Consegna
Nel testo su Lyda Borelli, riscrivi come elenco puntato il paragrafo che comincia con «Proveniva da una famiglia di artisti», conservandone i fatti principali.

Sezione del testo
+---+

Lyda Borelli

Lyda Borelli in costume da Salomè.

Lyda Borelli (La Spezia, 22 marzo 1887[1]Roma, 2 giugno 1959[2]) è stata un'attrice e diva del cinema muto italiana.

Biografia

Lyda Borelli nel 1913

Proveniva da una famiglia di artisti: il padre Napoleone (1848-1913) apparteneva ad un'antica famiglia di Reggio Emilia; volontario garibaldino e avvocato, aveva abbandonato la professione per il palcoscenico; oltre che generico e caratterista, aveva anche diretto per sette anni un teatro in Romania.[3]Sua madre Cesira Banti, anch'essa attrice di teatro, era figlia del maggiore Banti, morto a Bologna nel 1848 durante i moti per l'indipendenza. Anche la sorella maggiore di Lyda Borelli, Alda, fu attrice teatrale e cinematografica.

Lyda Borelli debuttò da bambina in teatro ne I due derelitti, in coppia prima con Paola Pezzaglia, poi con Mercedes Brignone.[4] Dopo numerosi ruoli minori, nel 1904 fu scritturata come prima attrice giovane nella compagniaTalli-Gramatica-Calabresi e debuttò, nel ruolo di Favetta, ne La figlia di Iorio di Gabriele D'Annunzio. Nel 1905 fu Fernanda nell'omonimo dramma in quattro atti di Victorien Sardou: lo spettacolo la consacrò come una tra le più giovani e famose attrici del teatro italiano. Nel 1912 divenne capocomica nella compagnia Piperno-Borelli-Gandusio, diretta da Flavio Andò. La giovane attrice interpretò alcuni ruoli che la resero celebre (soprattutto durante le tournée in Spagna e in Sudamerica), come il personaggio di Salomè nell'omonima pièce di Oscar Wilde.

Lyda Borelli dipinto di Giuseppe Amisani

Il 1913 è l'anno del suo debutto cinematografico: diretta da Mario Caserini, interpreta Elsa Holbein in Ma l'amor mio non muore, accanto a Mario Bonnard. Considerato come il primo "diva film" del cinema italiano, Ma l'amor mio non muore! ebbe un grandissimo successo e il pubblico riconobbe in Lyda Borelli un nuovo tipo di fascino femminile, facendola subito diventare una diva amata e ammirata. Nacquero neologismi come "borellismo"[5] e "borelleggiare"[5] per descrivere il fenomeno di imitazione che aveva scatenato nel pubblico femminile. La sua fama era eguagliata solo da Francesca Bertini, l'altra diva del cinema muto italiano. Antonio Gramsci, uno dei primi intellettuali italiani ad occuparsi del nuovo fenomeno del divismo cinematografico, scrisse di lei: "La Borelli è l'artista per eccellenza della film in cui la lingua è il corpo umano nella sua plasticità sempre rinnovantesi".[6]

La carriera cinematografica di Lyda Borelli fu intensa ma breve: dal 1913 al 1918 interpretò in totale tredici film. Dopo il successo di Ma l'amor mio non muore interpretò una donna aviatrice in La memoria dell'altro (diretto da Alberto Degli Abbati nel 1913), ancora una volta accanto a Mario Bonnard. I film successivi, diretti da Carmine Gallone, sono quasi tutti soggetti che l'attrice aveva già interpretato con successo a teatro: La donna nuda (1914, tratto dal dramma di Henry Bataille), Fior di male (1915), La marcia nuziale (1915), La falena (1916), Malombra (1917), La storia dei tredici (1917). Borelli fu diretta anche da Enrico Guazzoni in Madame Tallien (1916), unico film in costume della sua carriera.

+---+

Materiale estratto
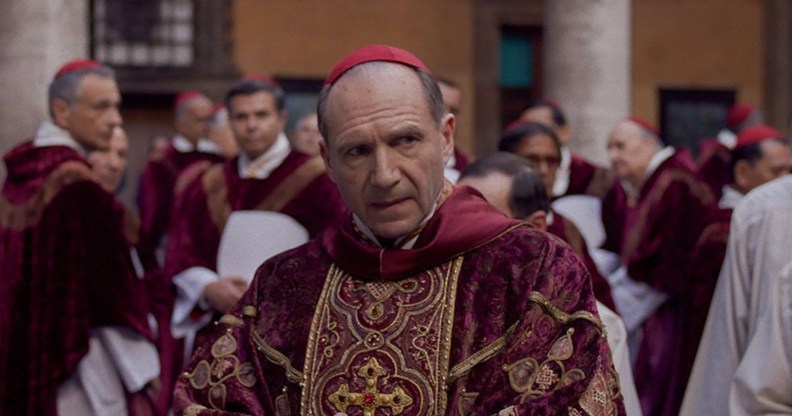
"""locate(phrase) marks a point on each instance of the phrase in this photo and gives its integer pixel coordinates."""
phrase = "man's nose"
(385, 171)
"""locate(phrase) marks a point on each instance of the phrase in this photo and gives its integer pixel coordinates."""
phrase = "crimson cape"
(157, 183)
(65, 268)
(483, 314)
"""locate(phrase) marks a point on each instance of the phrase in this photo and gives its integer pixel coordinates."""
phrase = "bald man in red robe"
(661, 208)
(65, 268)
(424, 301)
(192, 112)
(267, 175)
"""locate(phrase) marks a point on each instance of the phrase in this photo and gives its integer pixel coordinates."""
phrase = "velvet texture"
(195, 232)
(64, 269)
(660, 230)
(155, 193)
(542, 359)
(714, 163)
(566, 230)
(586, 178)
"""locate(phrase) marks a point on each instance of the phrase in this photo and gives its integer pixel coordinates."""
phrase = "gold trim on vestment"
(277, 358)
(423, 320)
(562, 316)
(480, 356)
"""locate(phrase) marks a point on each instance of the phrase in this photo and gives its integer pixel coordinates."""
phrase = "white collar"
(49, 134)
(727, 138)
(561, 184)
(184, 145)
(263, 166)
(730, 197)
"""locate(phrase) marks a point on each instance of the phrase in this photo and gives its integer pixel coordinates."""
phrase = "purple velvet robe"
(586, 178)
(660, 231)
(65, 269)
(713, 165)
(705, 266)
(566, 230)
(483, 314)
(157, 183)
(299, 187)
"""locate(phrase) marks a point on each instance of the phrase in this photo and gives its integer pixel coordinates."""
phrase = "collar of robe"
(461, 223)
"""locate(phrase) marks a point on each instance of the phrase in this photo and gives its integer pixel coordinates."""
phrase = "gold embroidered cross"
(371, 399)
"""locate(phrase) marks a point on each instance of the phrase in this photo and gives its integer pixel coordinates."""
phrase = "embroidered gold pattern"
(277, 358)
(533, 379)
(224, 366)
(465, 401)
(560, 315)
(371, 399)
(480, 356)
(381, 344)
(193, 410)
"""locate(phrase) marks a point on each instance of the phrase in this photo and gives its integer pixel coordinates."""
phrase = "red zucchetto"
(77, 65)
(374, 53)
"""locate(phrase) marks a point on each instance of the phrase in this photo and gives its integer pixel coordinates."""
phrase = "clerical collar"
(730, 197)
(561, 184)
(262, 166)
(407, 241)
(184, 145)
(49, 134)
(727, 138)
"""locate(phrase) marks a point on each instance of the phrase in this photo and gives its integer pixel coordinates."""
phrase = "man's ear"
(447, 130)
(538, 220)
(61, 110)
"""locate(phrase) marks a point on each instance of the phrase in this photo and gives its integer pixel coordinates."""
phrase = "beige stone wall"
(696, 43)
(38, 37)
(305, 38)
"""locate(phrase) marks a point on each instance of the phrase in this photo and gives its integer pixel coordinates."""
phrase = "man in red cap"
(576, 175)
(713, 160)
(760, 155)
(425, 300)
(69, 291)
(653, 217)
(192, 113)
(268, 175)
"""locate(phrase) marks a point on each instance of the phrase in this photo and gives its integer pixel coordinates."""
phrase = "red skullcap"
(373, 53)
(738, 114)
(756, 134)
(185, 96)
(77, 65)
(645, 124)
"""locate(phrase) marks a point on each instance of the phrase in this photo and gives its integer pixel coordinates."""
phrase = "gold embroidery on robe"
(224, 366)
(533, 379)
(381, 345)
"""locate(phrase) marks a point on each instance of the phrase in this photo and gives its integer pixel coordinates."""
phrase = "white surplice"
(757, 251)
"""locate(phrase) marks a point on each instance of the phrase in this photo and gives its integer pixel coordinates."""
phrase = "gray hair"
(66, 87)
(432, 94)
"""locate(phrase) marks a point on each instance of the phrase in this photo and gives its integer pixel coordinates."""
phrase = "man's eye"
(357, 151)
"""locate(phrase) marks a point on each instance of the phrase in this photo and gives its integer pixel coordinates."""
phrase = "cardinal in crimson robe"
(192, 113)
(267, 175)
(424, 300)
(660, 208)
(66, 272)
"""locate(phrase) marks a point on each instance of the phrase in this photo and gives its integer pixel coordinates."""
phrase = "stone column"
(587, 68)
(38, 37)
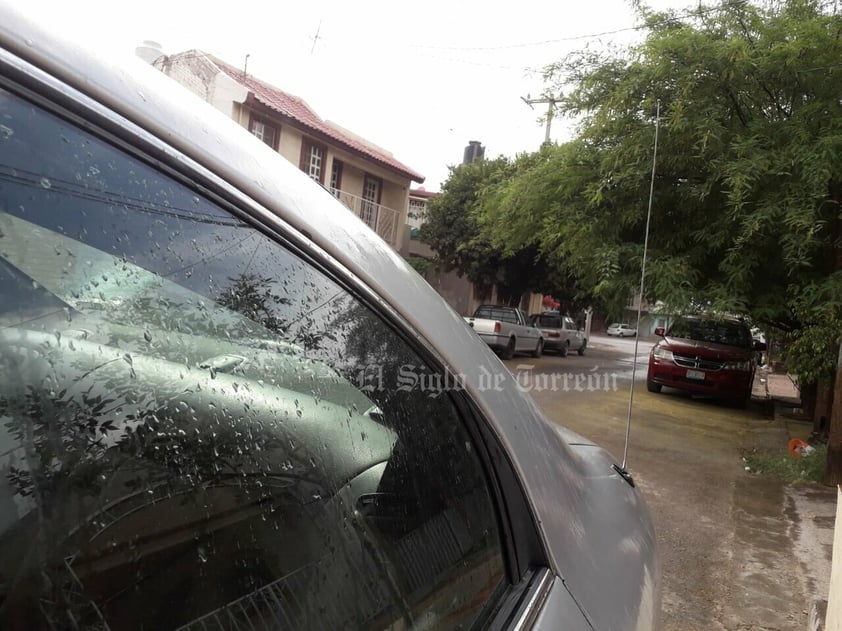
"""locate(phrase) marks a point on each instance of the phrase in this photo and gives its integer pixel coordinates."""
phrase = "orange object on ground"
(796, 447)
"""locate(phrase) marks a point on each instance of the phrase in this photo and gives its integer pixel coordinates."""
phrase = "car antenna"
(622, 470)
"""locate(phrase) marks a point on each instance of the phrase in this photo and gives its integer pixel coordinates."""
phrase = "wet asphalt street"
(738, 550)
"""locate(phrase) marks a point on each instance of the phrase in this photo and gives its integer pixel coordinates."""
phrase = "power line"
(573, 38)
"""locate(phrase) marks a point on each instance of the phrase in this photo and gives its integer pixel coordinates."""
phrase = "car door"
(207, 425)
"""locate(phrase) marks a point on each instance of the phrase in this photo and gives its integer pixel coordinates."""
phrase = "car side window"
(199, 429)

+---+

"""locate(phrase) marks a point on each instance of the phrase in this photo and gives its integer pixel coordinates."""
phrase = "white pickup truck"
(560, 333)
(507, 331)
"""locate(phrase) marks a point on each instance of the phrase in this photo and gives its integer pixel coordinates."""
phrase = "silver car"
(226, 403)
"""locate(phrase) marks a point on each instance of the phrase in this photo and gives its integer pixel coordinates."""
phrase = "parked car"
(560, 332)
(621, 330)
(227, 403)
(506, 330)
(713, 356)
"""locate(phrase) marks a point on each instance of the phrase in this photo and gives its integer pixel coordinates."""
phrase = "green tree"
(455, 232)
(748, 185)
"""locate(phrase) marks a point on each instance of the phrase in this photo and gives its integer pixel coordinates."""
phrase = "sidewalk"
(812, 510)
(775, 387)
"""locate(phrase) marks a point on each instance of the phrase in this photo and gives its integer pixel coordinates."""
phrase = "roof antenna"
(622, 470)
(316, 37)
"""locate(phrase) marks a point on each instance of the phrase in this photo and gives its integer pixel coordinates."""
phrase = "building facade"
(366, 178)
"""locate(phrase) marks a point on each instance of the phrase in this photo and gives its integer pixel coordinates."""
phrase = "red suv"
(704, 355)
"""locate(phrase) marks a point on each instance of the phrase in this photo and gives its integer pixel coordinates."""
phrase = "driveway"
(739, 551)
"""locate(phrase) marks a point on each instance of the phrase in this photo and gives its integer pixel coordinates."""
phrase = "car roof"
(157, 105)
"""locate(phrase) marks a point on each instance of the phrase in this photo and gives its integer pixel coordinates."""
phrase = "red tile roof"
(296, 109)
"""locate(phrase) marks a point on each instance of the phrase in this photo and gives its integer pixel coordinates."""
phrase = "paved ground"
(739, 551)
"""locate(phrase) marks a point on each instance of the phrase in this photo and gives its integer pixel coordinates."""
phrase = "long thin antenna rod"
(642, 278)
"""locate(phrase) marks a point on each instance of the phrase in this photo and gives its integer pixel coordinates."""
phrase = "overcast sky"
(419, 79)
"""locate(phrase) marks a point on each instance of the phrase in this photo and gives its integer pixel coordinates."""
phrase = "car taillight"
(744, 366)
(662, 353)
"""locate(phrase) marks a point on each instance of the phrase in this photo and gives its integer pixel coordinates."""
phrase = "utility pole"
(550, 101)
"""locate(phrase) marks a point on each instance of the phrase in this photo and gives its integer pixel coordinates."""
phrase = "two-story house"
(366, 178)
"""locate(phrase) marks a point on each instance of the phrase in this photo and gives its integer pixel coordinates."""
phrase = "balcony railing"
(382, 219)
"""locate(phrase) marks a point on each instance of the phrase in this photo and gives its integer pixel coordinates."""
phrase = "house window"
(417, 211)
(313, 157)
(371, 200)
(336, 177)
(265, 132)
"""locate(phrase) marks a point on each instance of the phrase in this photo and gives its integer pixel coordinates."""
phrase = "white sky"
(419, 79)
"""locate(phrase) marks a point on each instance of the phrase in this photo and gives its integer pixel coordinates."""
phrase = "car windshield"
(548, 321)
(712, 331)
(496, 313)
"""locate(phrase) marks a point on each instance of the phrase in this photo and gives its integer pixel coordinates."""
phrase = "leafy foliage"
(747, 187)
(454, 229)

+---+

Risposta
- Lyda Borelli proveniva da una famiglia di artisti.
- Il padre, Napoleone (1848-1913), apparteneva a un'antica famiglia di Reggio Emilia, fu volontario garibaldino e avvocato e lasciò la professione per il palcoscenico, dove lavorò come generico e caratterista. Diresse anche per sette anni un teatro in Romania.
- La madre, Cesira Banti, era attrice di teatro e figlia del maggiore Banti, morto a Bologna nel 1848 durante i moti per l'indipendenza.
- Anche la sorella maggiore, Alda, fu attrice teatrale e cinematografica.